----- EXCERPTED PASSAGE

The Box Elder data center and the Great Salt Lake: a water reality check
Utah's largest proposed data center would draw enormous amounts of water and energy at the north end of a lake that's already shrinking. Here's what's actually on the table — and the lever most of the coverage misses.
A 40,000-acre data center and on-site power campus — the "Stratos Project," backed by investor Kevin O'Leary — has been proposed in Box Elder County, at the northern edge of the Great Salt Lake. Box Elder County commissioners approved it on May 4, 2026, though developers are still raising money and full operation is likely many years away. The project has become a national flashpoint, and the loudest argument is about water. We build water-efficiency projects for Utah farms, so people keep asking us what to make of it. Here is a straight, sourced read.
The short version
- Scale: up to 9 gigawatts of power at full build — roughly double Utah's entire 2025 peak electricity demand — generated on-site by burning natural gas. Built in phases, with an initial cap near 1.5 GW.
- Water (power generation alone): Utah Clean Energy estimates roughly 2 billion gallons/year for gas engines, up to 16.6 billion gallons/year for combustion turbines — before counting cooling. Total demand has been estimated in the tens of thousands of acre-feet per year.

----------

§ **REQUIRED WORK**:
Answer these from the Box Elder data center article above:
1. On what date did Box Elder County commissioners approve the project?
2. How much power could the project use at full build?
3. How much water per year does Utah Clean Energy estimate combustion turbines could use for power generation?

----- INFORMATION PROVIDED

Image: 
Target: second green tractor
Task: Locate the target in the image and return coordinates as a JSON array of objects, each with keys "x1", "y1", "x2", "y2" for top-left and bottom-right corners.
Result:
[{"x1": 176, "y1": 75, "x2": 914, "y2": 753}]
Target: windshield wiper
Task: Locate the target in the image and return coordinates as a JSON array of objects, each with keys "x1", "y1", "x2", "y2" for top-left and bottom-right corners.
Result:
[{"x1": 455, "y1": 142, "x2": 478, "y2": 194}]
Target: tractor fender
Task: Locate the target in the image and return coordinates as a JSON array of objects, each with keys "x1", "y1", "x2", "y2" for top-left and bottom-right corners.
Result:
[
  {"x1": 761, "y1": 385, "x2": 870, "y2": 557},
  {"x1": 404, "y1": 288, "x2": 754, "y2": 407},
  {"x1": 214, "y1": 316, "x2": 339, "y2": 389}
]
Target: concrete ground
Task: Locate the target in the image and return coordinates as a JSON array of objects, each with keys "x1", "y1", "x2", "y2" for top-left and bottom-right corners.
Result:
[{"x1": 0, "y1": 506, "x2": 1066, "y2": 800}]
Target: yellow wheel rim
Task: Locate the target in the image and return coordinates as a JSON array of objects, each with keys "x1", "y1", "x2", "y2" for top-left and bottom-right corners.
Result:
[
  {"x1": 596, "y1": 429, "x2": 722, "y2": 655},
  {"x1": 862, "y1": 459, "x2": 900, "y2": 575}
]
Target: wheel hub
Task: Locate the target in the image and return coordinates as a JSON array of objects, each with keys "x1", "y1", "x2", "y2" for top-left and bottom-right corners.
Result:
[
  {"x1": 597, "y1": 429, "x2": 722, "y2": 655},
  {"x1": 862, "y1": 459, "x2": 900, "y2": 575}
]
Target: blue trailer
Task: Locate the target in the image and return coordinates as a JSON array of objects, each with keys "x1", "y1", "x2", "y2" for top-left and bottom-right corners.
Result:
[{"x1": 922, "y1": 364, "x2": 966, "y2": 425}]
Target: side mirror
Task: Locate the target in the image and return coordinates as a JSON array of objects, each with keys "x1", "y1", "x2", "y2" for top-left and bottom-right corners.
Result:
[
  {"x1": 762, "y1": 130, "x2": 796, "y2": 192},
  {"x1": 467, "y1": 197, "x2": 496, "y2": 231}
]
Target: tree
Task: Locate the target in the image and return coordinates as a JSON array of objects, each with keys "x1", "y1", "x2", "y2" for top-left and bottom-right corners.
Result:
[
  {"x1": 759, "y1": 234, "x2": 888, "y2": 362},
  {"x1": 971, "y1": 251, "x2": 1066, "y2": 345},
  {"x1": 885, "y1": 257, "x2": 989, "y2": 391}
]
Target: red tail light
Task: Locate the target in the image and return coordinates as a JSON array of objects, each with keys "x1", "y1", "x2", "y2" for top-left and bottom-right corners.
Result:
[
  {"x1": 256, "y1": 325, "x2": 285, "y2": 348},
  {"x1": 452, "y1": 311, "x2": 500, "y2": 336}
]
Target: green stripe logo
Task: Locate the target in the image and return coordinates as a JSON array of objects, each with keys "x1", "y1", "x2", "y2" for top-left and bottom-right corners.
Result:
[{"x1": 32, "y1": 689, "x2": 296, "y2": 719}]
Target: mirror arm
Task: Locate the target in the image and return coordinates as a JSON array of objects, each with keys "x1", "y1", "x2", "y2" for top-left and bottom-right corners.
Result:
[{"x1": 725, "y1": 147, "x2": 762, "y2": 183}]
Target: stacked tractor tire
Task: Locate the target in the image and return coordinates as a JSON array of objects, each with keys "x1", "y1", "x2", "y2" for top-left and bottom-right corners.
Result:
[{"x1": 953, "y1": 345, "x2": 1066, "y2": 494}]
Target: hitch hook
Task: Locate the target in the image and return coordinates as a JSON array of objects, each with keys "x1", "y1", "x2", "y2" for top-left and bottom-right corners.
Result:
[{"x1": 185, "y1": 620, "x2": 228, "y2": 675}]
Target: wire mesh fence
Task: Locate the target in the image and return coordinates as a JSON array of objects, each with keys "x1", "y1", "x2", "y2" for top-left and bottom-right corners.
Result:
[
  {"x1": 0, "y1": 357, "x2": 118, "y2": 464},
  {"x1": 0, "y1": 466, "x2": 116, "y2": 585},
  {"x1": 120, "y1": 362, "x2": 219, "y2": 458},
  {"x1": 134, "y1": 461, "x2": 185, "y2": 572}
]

----------

§ **RESULT OF THIS TASK**:
1. May 4, 2026
2. Up to 9 gigawatts
3. Up to 16.6 billion gallons per year